Document section —

■ ■ ■ ■ ■

Intend to shave with a Canadian razor, drink tap water purified by Canadian chlorine, brush your teeth with Canadian manufactured toothpaste, apply Canadian produced deodorant or wash your hair with Canadian produced shampoo? Bon chance.
Boycotting US food products? Go ahead, eat Chinese produced tinned goods or produce, made from gosh knows what, grown God knows where and no with way to verify quality or safety. You do that; even the Chinese won’t, if given an option.
Premier Doug Ford of Ontario opines of the ability of Ontario to cut off electricity sales to a smallish number of US states. This would be a temporary inconvenience for America, who is already preparing to ramp up about 100 mothballed electrical generating stations and has an abundance of natural gas and coal fired generators that could fully supplant Ontario power within a few short months. This entails a bit of time, some capital and annoyance.
What premier Ford doesn’t take into account is that the United States could, in response, ban finished gasoline, diluent and diesel exports to Canada, completely breaking the entire Canadian economy, including the shipments of Alberta bitumen, in a matter of hours to days, and that would be permanent. Lacking diluent, Alberta sludge is too viscous to move via pipeline. Lacking momentum, the high sulphur content of that sludge quickly destroys the steel pipeline where it is trapped.
Should Ontario cut off electricity sales to the US, Americans will then take the appropriate steps to forever de-risk Canada from the manufacturing chain, and Ontario, as an economy, will be done. There is no effective “nuclear option” for Canada to play and what premiere Ford proposes is a metaphorical “charge of the light brigade” to certain economic death. If Canada attempts to do something big, they get to try it once, and never again. The appropriate US response to a nuclear option will be to cut Canada loose from further export opportunities to the United States; with the likely result for Canada being the quick devolution to third world economic status while attempting to maintain first world social entitlement expenses and having to pay for the most expensive residential real estate on the continent. It is potentially that bad for Canada, far worse than a couple of percentage points of GDP reduction posited by Canadian banks, who themselves have too much skin in the game to report honestly.
Complacence and a series of leftist governments, federal and provincial alike, that fostered an entitlement society, hollowed out Canada’s competitiveness on the global stage long ago. What remains is nostalgia of past glories. When prime minister Trudeau makes a direct plea to president Trump and declares Canadians to be a “polite people”, that is hope to maintain a status quo, not an acknowledgement of a change in the business environment.
One can be polite and still be an inveterate systemic abuser, they are not mutually exclusive.

■ ■ ■ ■ ■

Stored entries
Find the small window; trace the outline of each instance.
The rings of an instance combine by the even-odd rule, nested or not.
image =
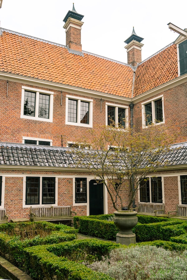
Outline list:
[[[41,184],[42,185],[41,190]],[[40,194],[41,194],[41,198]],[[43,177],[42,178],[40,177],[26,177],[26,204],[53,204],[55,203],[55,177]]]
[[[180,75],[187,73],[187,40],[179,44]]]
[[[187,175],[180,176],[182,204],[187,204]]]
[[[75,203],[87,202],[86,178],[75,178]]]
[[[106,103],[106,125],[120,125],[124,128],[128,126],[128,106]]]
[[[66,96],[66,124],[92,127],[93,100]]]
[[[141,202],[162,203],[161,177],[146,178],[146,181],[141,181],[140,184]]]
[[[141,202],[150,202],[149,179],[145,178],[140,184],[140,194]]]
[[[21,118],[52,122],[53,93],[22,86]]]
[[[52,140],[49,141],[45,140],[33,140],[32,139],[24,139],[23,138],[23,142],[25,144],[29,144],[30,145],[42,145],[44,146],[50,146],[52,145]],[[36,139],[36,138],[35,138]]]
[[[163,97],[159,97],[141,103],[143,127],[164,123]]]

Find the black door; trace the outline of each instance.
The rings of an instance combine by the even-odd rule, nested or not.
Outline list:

■ ■ ■ ■ ■

What this exercise asks —
[a] According to the commentary on Canada–US trade, about how many mothballed electrical generating stations is America preparing to ramp up?
[b] Decide whether each statement agrees with the commentary on Canada–US trade, and back each yes or no with the deciding words quoted from it. (i) Ontario could cut off electricity sales to most US states. (ii) Canadian banks have posited a GDP reduction of a couple of percentage points. (iii) Trudeau called Canadians a "polite people" in a direct plea to Trump.
[c] Carry the commentary on Canada–US trade forward from its last sentence.

Responses for each task —
[a] About 100.

[b] (i) No: "a smallish number of US states". (ii) Yes: "a couple of percentage points of GDP reduction posited by Canadian banks". (iii) Yes: "When prime minister Trudeau makes a direct plea to president Trump and declares Canadians to be a "polite people"".

[c]
In 2022 I commissioned a boundary survey of a farm property in western Canada. As it turns out, an adjacent farmer was cropping a portion of my land, almost 20 feet of width on a 10,000 foot long parcel and had been been doing so for years. He had gone so far as to start a tree-line on my land to ensure that he would forever be able to farm that strip for his benefit, assuming I would be none the wiser, because he presumed we had a collegial relationship and many farmers don’t wish to pay a survey expense. Just under 5 acres of my class 1 property was generating free revenue for that farmer, revenue that came directly out of my pocket. So, I took the appropriate, legal, steps to address it.
That farmer was previously always friendly to me, polite. And why not; thousands of dollars annually were going directly out of my pocket, directly to his. Why wouldn’t he be polite to me, to perpetuate stability, to free-ride off my land? Now, things are not so polite, but they are quite clear. I WILL be earning my revenue, on my land, in the coming years, land that I dutifully pay taxes on. Those trees are now mine, and I relocated them to other parts of the farm.
The Canadian governmental reaction to American requests for stronger border protection fall under “polite, inveterate systemic abuser”.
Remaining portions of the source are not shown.